All of the data needs to be repeated exactly.
::: SUPPLIED RECORDS
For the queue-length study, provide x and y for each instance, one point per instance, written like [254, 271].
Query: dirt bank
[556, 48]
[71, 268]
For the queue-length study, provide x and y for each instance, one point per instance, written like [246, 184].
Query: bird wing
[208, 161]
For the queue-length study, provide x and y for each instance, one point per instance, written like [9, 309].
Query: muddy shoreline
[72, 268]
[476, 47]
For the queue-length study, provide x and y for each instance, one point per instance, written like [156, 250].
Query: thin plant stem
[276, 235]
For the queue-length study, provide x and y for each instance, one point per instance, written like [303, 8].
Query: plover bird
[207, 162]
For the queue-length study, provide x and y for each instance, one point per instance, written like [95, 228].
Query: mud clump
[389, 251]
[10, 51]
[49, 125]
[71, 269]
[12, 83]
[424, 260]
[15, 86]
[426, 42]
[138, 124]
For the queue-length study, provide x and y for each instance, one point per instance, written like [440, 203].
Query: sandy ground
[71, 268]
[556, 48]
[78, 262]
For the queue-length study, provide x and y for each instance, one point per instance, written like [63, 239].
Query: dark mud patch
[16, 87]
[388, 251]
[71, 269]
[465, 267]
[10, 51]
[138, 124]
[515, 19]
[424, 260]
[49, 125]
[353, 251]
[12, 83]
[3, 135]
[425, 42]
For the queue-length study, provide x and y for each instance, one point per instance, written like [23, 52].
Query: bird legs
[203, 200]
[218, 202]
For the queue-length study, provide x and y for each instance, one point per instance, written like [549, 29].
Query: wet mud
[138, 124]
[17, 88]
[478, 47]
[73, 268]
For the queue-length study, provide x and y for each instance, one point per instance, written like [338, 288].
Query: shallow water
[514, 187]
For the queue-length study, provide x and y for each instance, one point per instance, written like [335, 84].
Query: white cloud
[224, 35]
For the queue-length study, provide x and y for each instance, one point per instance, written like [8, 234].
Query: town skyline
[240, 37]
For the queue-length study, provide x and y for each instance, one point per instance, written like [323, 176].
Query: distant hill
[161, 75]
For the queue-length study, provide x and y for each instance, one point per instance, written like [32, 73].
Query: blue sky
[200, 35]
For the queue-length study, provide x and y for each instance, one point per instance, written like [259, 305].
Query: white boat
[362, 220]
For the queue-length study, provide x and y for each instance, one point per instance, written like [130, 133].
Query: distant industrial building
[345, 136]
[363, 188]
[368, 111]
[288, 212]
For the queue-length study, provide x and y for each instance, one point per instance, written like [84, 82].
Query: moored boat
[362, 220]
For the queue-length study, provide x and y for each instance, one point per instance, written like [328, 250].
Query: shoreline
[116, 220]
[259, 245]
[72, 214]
::::::
# [PROBLEM SOLUTION]
For the queue-length study, provide x and y for each instance, one point per instance, written like [254, 271].
Query: dirt bank
[556, 48]
[71, 268]
For the queue-length study, provide x and y for each instance, one point per instance, written like [246, 184].
Query: bird wing
[208, 161]
For the queue-length study, provide x and y for each instance, one point per instance, written like [9, 309].
Query: muddy shoreline
[72, 268]
[476, 47]
For the queue-length study, provide x and y for each instance, one point per instance, written like [156, 250].
Query: thin plant stem
[276, 235]
For the queue-length study, provide x and y for each instance, one point per instance, written like [303, 8].
Query: plover bird
[207, 162]
For the queue-length study, provide x and y for each instance, one point per instance, written like [95, 228].
Query: mud clump
[389, 251]
[10, 51]
[49, 125]
[71, 269]
[12, 83]
[424, 260]
[15, 86]
[426, 42]
[138, 124]
For the queue-length study, provide x and y for each instance, one point per instance, written like [440, 203].
Query: sandy ground
[71, 268]
[556, 48]
[78, 262]
For the queue-length study, provide x and y for each instance, one point per instance, written like [63, 239].
Query: dark mud patch
[16, 87]
[388, 251]
[71, 269]
[465, 267]
[10, 51]
[138, 124]
[515, 19]
[424, 260]
[49, 125]
[353, 251]
[12, 83]
[3, 135]
[425, 42]
For the queue-length study, provide x and y for each instance, one point per instance, written like [23, 52].
Query: bird legs
[203, 200]
[218, 202]
For the queue-length study, provide x and y for each instance, one point per instance, written like [549, 29].
Query: wet mud
[138, 124]
[17, 88]
[478, 47]
[73, 268]
For the queue-length study, provide x and y for each instance, one point per instance, written like [338, 288].
Query: shallow water
[514, 187]
For the queue-length study, provide x and y for each instance, one point per instance, written like [335, 84].
Query: white cloud
[224, 35]
For the queue-length study, provide x and y for each instance, one point per instance, written like [8, 234].
Query: town skyline
[240, 37]
For the queue-length study, provide x and y for each instance, one point per instance, written like [323, 176].
Query: distant hill
[161, 75]
For the queue-length study, provide x and y for each instance, one point per instance, written like [32, 73].
Query: blue sky
[200, 35]
For the queue-length study, provide x and y for each instance, one point per instance, written like [259, 305].
Query: white boat
[362, 220]
For the queue-length study, provide x and y for each instance, one point per instance, written like [130, 133].
Query: distant industrial building
[345, 136]
[363, 188]
[368, 111]
[288, 212]
For the queue-length study, provide x and y for each instance, one point per instance, written like [84, 82].
Query: moored boat
[362, 220]
For the queue-length study, provide x and y for each instance, one point per instance, written like [328, 250].
Query: shoreline
[116, 220]
[259, 245]
[72, 214]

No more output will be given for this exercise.